* Task requirements
Character for character, transcribe the entries below, minus the images.

[Stored data]
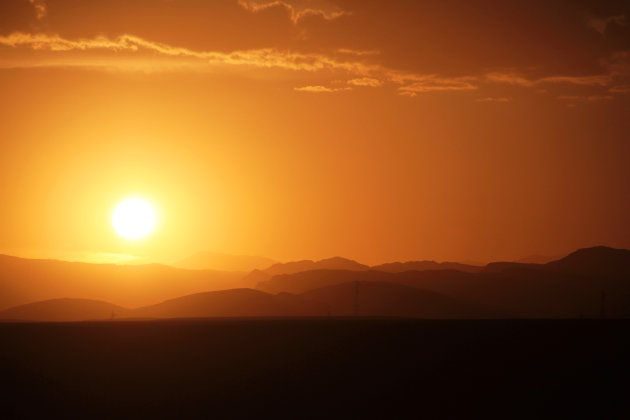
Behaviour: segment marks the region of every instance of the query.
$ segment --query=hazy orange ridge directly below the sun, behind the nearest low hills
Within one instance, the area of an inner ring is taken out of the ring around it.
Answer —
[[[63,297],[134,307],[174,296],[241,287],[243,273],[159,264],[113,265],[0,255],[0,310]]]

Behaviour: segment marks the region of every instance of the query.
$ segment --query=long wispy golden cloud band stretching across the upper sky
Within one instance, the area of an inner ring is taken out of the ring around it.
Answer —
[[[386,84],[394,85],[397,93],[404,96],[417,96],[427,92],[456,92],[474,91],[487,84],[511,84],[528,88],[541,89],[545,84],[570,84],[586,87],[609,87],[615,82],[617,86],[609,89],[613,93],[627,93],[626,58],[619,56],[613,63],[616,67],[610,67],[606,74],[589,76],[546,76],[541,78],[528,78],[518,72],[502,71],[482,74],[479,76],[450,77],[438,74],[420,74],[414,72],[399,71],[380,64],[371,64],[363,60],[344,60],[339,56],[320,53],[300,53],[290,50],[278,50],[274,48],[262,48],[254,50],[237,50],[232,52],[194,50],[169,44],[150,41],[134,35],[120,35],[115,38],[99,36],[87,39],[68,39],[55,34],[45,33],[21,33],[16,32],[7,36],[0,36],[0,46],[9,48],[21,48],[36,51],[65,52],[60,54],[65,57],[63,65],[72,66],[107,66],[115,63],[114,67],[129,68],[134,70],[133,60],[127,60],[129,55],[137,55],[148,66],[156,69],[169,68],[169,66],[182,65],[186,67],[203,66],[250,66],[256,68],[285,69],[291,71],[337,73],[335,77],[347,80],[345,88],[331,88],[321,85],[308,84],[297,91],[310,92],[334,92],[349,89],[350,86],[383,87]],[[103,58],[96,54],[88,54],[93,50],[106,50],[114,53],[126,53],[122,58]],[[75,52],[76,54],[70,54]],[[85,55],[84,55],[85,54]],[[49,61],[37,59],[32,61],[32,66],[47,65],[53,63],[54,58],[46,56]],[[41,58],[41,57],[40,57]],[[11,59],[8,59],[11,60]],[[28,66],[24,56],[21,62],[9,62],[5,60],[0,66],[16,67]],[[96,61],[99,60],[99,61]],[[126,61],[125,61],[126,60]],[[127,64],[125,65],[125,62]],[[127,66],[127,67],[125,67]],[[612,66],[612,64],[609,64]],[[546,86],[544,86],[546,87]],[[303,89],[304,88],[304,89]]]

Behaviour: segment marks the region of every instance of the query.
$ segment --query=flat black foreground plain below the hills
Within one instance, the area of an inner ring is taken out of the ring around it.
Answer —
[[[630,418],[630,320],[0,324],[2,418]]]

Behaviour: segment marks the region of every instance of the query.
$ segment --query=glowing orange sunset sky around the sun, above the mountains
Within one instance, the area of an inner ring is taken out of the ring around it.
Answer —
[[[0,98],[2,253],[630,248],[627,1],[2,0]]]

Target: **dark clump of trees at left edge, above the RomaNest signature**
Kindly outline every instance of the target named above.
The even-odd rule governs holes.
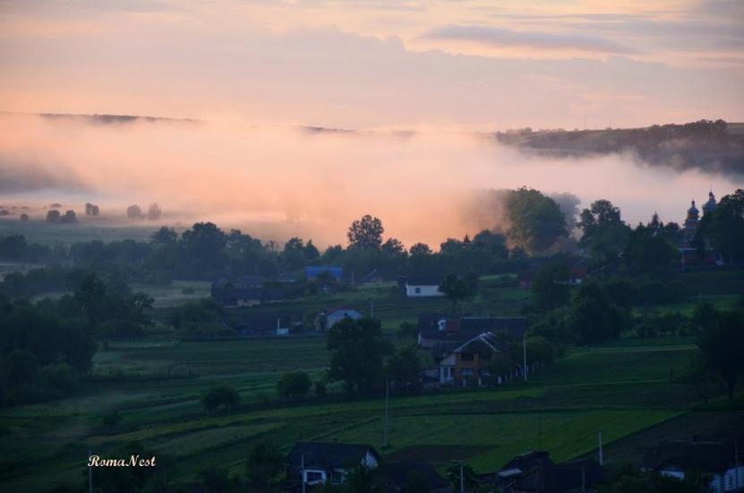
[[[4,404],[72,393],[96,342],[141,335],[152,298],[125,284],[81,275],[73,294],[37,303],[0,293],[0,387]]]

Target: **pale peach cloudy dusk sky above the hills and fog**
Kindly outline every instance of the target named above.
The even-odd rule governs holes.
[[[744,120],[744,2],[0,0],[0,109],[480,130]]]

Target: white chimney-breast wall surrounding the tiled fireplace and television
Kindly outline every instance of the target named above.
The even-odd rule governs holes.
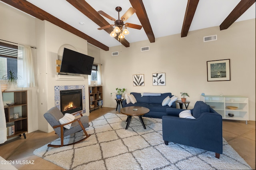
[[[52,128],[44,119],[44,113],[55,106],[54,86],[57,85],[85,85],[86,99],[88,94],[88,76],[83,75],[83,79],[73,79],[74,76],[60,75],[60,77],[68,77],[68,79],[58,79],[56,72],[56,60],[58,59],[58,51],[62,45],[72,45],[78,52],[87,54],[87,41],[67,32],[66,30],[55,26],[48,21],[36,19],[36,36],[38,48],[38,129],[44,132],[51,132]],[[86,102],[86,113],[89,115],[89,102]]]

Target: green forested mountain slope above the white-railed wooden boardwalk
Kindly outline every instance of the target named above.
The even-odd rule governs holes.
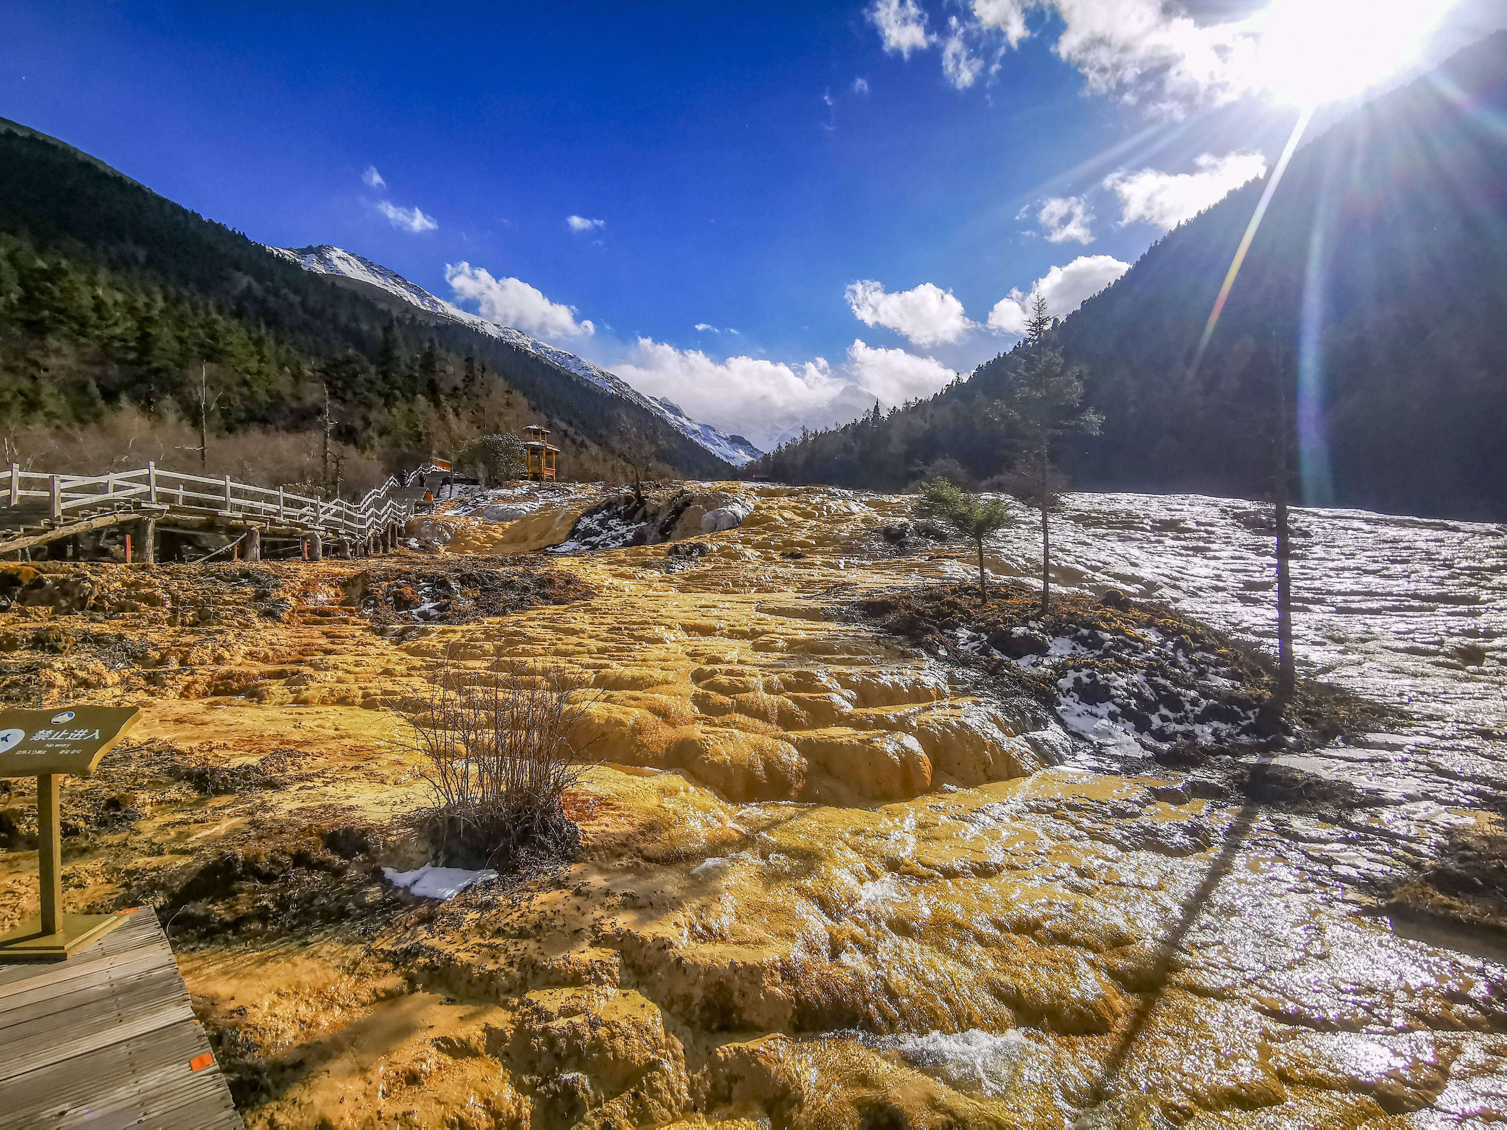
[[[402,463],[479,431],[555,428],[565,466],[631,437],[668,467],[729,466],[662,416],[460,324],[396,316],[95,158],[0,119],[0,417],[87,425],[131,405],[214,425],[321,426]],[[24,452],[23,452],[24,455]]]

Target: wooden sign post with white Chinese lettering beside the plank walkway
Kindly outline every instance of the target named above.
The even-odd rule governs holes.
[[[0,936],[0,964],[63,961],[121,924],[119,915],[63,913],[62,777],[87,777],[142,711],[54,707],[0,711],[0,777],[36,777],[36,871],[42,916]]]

* Answer box
Behaviour: segment marks the region of every instance of the query.
$ segment --query=hazy orange ridge directly below the sun, behind the nearest low hills
Within one instance, the area of an inner ring is taken out of the ring around it.
Answer —
[[[63,297],[134,307],[174,296],[241,287],[243,273],[159,264],[113,265],[0,255],[0,310]]]

Behaviour: segment marks the region of every instance of the query.
$ segment --query=long wispy golden cloud band stretching across the upper sky
Within one instance, the area of an inner ring is taken out of the ring around it.
Answer —
[[[386,84],[394,85],[397,93],[404,96],[417,96],[427,92],[456,92],[474,91],[487,84],[511,84],[528,88],[541,89],[545,84],[570,84],[586,87],[609,87],[615,82],[617,86],[609,89],[613,93],[627,93],[626,58],[619,56],[613,63],[616,67],[610,67],[606,74],[589,76],[546,76],[541,78],[528,78],[518,72],[502,71],[482,74],[479,76],[450,77],[438,74],[420,74],[414,72],[399,71],[380,64],[371,64],[363,60],[344,60],[339,56],[320,53],[300,53],[290,50],[278,50],[274,48],[262,48],[254,50],[237,50],[232,52],[194,50],[169,44],[150,41],[134,35],[120,35],[115,38],[99,36],[87,39],[68,39],[55,34],[45,33],[21,33],[16,32],[7,36],[0,36],[0,46],[9,48],[21,48],[36,51],[65,52],[60,54],[65,57],[63,65],[72,66],[107,66],[115,63],[114,67],[129,68],[134,70],[133,60],[127,60],[129,55],[137,55],[148,66],[156,69],[169,68],[169,66],[182,65],[186,67],[203,66],[250,66],[256,68],[285,69],[291,71],[337,73],[335,77],[347,80],[345,88],[331,88],[321,85],[308,84],[297,91],[310,92],[334,92],[349,89],[350,86],[383,87]],[[103,58],[96,54],[88,54],[93,50],[106,50],[114,53],[126,53],[122,58]],[[75,52],[76,54],[70,54]],[[85,55],[84,55],[85,54]],[[49,61],[37,59],[32,61],[32,66],[47,65],[53,63],[54,58],[46,56]],[[41,58],[41,57],[40,57]],[[11,59],[8,59],[11,60]],[[28,66],[24,56],[21,62],[9,62],[5,60],[0,66],[16,67]],[[96,61],[99,60],[99,61]],[[126,61],[125,61],[126,60]],[[127,64],[125,65],[125,62]],[[127,66],[127,67],[125,67]],[[612,66],[612,64],[609,64]],[[546,86],[544,86],[546,87]],[[303,89],[304,88],[304,89]]]

Behaviour: segment marks the region of every instance of the query.
$ segment --query=flat black foreground plain below the hills
Within one instance, the area of an inner ring is taken out of the ring around it.
Answer —
[[[630,418],[630,320],[0,324],[2,418]]]

Behaviour: segment marks the region of every instance of the query.
$ segment --query=glowing orange sunset sky around the sun, above the mountains
Within one instance, the area of an inner ring is taken out of the ring around it.
Answer —
[[[0,98],[2,253],[630,248],[627,1],[2,0]]]

Target: **dark clump of trees at left edge, above the RomaNest signature**
Kindly outline every instance of the target named above.
The even-odd rule governs holes.
[[[4,404],[72,393],[96,342],[141,335],[152,298],[125,284],[81,275],[73,294],[37,303],[0,293],[0,387]]]

Target: **pale peach cloudy dusk sky above the hills and fog**
Kindly outline every instance of the target named above.
The even-odd rule governs holes.
[[[744,120],[744,2],[0,0],[0,109],[480,130]]]

Target: white chimney-breast wall surrounding the tiled fireplace and television
Kindly outline every instance of the target named above.
The even-odd rule governs holes.
[[[52,128],[44,119],[44,113],[55,106],[54,86],[57,85],[85,85],[86,99],[88,94],[88,76],[83,75],[83,79],[73,79],[74,76],[60,75],[60,77],[68,77],[68,79],[58,79],[56,72],[56,60],[58,59],[58,51],[62,45],[72,45],[78,52],[87,54],[87,41],[67,32],[66,30],[55,26],[48,21],[36,19],[36,36],[38,48],[38,129],[44,132],[51,132]],[[86,102],[86,113],[89,115],[89,102]]]

Target: green forested mountain slope above the white-railed wooden boardwalk
Kindly outline every instance of the target named above.
The even-odd rule governs holes.
[[[402,463],[479,431],[555,428],[565,466],[631,437],[668,467],[729,466],[662,416],[460,324],[396,316],[95,158],[0,119],[0,417],[87,425],[131,405],[214,425],[321,426]],[[24,452],[23,452],[24,455]]]

Target: wooden sign post with white Chinese lettering beside the plank walkway
Kindly outline every instance of the target named above.
The even-odd rule governs holes.
[[[0,936],[0,964],[63,961],[121,924],[119,915],[63,913],[62,777],[87,777],[142,711],[54,707],[0,711],[0,777],[36,777],[36,871],[42,916]]]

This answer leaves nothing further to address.